**PROBLEM REQUIREMENTS:** Swap "marker" for "pin" throughout all the rows below and reproduce them with no other change. Leave the pictures out of your output.

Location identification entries
<<<<

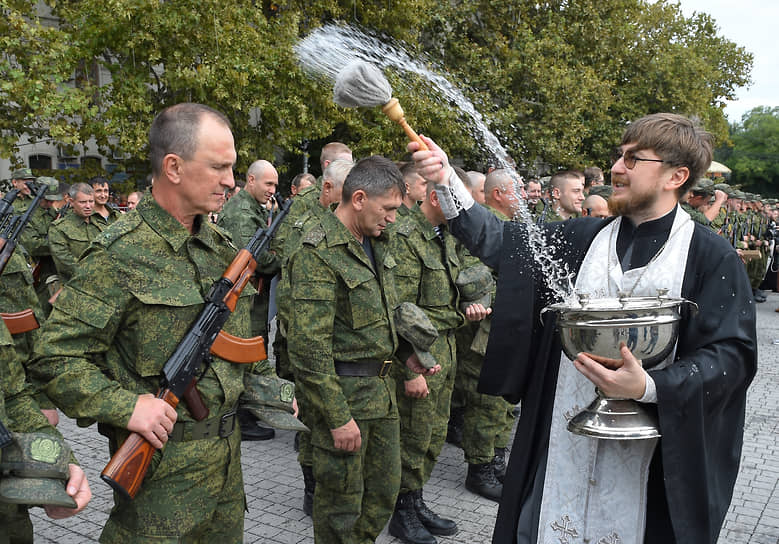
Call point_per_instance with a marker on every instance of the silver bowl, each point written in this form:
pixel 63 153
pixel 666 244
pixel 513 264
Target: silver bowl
pixel 649 326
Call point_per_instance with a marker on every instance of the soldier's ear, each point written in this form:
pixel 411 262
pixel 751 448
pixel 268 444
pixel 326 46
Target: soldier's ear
pixel 171 167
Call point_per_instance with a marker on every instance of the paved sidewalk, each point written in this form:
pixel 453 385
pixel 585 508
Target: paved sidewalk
pixel 274 486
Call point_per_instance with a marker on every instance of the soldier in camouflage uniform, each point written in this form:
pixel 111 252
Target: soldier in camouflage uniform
pixel 243 214
pixel 332 186
pixel 71 235
pixel 341 342
pixel 19 411
pixel 427 266
pixel 24 197
pixel 137 291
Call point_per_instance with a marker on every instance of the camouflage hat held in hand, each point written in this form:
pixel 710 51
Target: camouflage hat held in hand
pixel 414 325
pixel 35 471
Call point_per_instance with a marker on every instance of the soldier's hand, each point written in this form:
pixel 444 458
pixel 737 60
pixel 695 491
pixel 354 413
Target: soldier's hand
pixel 433 165
pixel 153 419
pixel 477 312
pixel 347 437
pixel 414 364
pixel 417 388
pixel 626 382
pixel 78 488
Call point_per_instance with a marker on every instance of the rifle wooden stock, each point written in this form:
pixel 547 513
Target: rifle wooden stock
pixel 239 350
pixel 127 468
pixel 20 322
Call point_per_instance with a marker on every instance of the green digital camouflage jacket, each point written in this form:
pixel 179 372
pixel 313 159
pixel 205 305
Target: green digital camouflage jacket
pixel 241 217
pixel 341 309
pixel 301 206
pixel 137 290
pixel 69 237
pixel 427 268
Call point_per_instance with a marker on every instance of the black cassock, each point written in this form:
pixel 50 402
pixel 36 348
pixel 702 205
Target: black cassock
pixel 701 396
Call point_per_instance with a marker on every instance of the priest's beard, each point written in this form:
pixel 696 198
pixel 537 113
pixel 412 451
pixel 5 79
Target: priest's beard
pixel 635 204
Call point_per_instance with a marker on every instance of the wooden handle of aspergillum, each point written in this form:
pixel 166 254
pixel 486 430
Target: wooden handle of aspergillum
pixel 393 110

>>>>

**SOLUTION TO THIS EXERCISE:**
Call point_per_instance with a pin on every instance of the silver bowl, each point written in this form:
pixel 63 153
pixel 666 244
pixel 513 264
Target: silver bowl
pixel 649 326
Call point_per_instance with a pin on every instance of the soldier's ear, each point written in this form:
pixel 411 262
pixel 751 448
pixel 268 444
pixel 326 46
Target: soldier's ear
pixel 171 167
Call point_per_instance with a pin on every instance of the paved sidewalk, each point written in this form:
pixel 453 385
pixel 585 508
Target: paved sidewalk
pixel 274 486
Call point_per_instance with a pin on every instance of the soldier in camouflage uniform, each point written in this form:
pixel 111 252
Target: soldier in camouflage uniform
pixel 243 214
pixel 332 186
pixel 71 235
pixel 341 342
pixel 19 411
pixel 427 266
pixel 24 197
pixel 137 291
Call point_per_instance with a pin on every instance of the camouflage hat held in hand, each point written in this form:
pixel 710 51
Target: camouflage hat held in hand
pixel 414 325
pixel 35 471
Call point_per_instance with a pin on every instance of the soldier's hand, each point written in this form:
pixel 444 458
pixel 737 60
pixel 695 491
pixel 354 413
Target: soldier's hand
pixel 433 165
pixel 153 419
pixel 477 312
pixel 347 437
pixel 414 364
pixel 417 388
pixel 626 382
pixel 78 488
Call point_per_instance with a pin on every instance of the rifle wooden stock, each point written in this form:
pixel 547 513
Target: rifle wooden stock
pixel 239 350
pixel 127 468
pixel 20 322
Call point_per_instance with a pin on every instance of the green digital camouflage jacket, each point written in this form:
pixel 179 372
pixel 313 159
pixel 205 305
Target: green digital camouflage jacket
pixel 241 217
pixel 341 309
pixel 301 206
pixel 137 290
pixel 69 237
pixel 427 268
Call point_per_instance with a pin on every instance of the black cassock, each point written in this form:
pixel 50 402
pixel 36 348
pixel 702 205
Target: black cassock
pixel 701 396
Call point_per_instance with a pin on every instance of the priest's beard, each point written in this form:
pixel 696 198
pixel 537 113
pixel 412 451
pixel 5 79
Target: priest's beard
pixel 635 204
Call point_per_instance with a pin on every instance of the wooden handle of aspergillum, each point written in this form:
pixel 166 254
pixel 486 430
Target: wooden handle of aspergillum
pixel 393 110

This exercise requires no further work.